_EXERCISE OBJECTIVE:_ Write each line again exactly as it is, from the opening line of the records below through the one containing "positive clicks: (708, 315)", and add nothing.

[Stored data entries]
┌────────
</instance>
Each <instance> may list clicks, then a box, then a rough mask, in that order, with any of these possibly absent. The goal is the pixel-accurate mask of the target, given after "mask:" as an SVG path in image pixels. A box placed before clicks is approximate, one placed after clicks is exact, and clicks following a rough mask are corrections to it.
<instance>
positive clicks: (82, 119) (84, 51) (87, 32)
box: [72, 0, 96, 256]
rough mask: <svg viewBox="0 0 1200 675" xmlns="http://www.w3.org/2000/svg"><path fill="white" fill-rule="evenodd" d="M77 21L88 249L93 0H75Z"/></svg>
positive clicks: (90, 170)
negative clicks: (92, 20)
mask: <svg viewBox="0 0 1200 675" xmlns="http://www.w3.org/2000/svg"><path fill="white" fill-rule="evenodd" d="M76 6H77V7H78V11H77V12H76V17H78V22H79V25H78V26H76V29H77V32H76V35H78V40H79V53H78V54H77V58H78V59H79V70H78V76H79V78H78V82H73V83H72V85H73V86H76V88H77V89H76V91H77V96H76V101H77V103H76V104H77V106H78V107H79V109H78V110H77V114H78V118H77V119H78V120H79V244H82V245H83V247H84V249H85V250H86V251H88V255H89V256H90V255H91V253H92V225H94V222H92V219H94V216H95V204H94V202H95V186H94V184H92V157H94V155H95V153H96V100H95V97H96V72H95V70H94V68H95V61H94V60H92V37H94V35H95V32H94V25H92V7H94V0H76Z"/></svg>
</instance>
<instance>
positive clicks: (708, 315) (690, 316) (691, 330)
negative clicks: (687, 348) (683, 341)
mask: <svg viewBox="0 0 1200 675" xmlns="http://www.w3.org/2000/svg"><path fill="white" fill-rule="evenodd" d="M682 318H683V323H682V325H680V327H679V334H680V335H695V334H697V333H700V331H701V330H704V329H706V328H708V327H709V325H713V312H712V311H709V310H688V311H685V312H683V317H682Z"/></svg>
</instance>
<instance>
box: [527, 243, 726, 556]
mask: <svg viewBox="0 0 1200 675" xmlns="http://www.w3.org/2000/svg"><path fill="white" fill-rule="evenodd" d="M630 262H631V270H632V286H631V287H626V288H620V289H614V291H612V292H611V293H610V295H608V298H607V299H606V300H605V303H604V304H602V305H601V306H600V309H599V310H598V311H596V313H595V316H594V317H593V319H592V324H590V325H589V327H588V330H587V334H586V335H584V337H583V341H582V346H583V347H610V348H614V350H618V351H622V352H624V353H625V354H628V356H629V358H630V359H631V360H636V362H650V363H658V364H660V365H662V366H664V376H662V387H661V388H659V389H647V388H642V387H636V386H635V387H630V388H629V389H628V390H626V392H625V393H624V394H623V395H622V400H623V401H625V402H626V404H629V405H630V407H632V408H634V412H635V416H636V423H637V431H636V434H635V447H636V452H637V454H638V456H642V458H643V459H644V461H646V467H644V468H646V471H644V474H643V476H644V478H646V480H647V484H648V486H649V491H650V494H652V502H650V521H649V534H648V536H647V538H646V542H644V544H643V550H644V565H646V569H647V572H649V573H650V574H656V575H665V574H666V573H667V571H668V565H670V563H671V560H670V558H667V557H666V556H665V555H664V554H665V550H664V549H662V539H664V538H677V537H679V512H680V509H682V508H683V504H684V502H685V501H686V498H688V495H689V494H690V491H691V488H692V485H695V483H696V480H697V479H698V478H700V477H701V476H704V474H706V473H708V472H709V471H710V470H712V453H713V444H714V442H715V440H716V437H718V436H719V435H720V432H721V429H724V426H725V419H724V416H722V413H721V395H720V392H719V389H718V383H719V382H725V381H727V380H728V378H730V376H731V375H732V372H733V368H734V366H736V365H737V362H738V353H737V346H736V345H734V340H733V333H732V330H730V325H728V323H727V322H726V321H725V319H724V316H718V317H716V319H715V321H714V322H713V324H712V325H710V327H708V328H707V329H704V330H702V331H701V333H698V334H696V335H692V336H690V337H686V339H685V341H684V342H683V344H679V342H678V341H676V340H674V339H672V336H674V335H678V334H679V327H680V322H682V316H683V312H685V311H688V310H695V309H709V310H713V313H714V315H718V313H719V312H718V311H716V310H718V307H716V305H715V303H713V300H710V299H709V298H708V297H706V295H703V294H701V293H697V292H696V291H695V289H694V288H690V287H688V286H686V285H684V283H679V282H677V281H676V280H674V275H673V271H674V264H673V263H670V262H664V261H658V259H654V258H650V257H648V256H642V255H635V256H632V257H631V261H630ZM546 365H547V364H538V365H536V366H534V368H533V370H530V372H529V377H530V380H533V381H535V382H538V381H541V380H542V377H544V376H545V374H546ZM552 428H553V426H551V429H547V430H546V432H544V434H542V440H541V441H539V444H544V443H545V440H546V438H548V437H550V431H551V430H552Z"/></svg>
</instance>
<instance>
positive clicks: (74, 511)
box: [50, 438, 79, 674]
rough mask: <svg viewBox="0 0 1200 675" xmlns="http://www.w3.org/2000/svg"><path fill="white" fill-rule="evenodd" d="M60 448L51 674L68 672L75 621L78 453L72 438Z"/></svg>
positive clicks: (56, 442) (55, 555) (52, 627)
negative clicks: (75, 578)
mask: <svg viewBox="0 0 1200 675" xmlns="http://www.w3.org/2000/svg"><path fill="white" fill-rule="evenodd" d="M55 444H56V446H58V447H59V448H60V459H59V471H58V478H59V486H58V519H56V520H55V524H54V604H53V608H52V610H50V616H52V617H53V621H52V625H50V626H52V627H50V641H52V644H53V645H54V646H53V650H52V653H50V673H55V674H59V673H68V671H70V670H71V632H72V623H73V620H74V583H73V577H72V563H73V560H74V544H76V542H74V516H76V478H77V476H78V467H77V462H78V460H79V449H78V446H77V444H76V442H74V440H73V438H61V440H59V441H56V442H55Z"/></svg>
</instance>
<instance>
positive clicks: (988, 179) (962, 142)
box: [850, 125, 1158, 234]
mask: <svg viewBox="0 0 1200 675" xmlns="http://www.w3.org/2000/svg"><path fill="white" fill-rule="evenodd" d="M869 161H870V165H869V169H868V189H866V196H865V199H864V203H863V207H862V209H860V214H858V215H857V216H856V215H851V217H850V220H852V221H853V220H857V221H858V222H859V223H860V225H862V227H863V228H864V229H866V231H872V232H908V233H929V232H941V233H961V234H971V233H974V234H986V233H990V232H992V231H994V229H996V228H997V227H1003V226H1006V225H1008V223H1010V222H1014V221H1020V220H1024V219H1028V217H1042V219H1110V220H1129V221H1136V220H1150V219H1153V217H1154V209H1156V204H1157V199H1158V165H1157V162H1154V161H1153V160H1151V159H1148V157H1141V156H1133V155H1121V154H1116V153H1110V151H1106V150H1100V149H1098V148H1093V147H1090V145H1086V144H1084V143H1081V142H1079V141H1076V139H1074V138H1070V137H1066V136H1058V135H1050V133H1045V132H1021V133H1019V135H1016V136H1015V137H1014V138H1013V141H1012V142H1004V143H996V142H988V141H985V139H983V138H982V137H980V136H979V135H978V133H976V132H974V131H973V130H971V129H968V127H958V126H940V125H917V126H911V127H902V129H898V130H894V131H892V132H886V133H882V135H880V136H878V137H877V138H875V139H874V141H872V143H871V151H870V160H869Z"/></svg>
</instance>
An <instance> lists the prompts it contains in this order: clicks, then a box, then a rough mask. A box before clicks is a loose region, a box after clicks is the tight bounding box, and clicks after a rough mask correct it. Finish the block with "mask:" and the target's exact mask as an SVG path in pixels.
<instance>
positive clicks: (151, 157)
└────────
_EXPECTED OUTPUT:_
</instance>
Each <instance> may list clicks, then a box, then a rough mask, in that order, with any of these possibly absent. The goal is the pixel-accurate mask of the target, given after "mask:" as an SVG path in image pixels. A box placed before clicks is approximate, one placed after clicks is exact, and clicks following a rough mask are corrections to it.
<instance>
positive clicks: (82, 119) (84, 51) (87, 32)
box: [72, 0, 96, 256]
rough mask: <svg viewBox="0 0 1200 675" xmlns="http://www.w3.org/2000/svg"><path fill="white" fill-rule="evenodd" d="M77 21L88 249L93 0H75Z"/></svg>
positive clicks: (90, 170)
negative clicks: (92, 20)
mask: <svg viewBox="0 0 1200 675" xmlns="http://www.w3.org/2000/svg"><path fill="white" fill-rule="evenodd" d="M76 6H77V7H78V11H77V12H76V17H78V22H79V25H78V26H76V29H77V32H76V35H78V40H79V53H78V54H77V58H78V59H79V70H78V76H79V78H78V82H73V83H72V85H73V86H76V88H77V89H76V91H77V96H76V101H77V103H76V104H77V106H78V107H79V109H78V110H77V114H78V118H77V119H78V120H79V244H82V245H83V247H84V249H85V250H86V251H88V255H89V256H90V255H91V253H92V225H94V222H92V219H94V216H95V204H94V202H95V186H94V184H92V157H94V155H95V153H96V100H95V97H96V72H95V70H94V68H95V61H94V60H92V37H94V35H95V32H94V25H92V7H94V0H76Z"/></svg>
</instance>
<instance>
positive clicks: (708, 315) (690, 316) (691, 330)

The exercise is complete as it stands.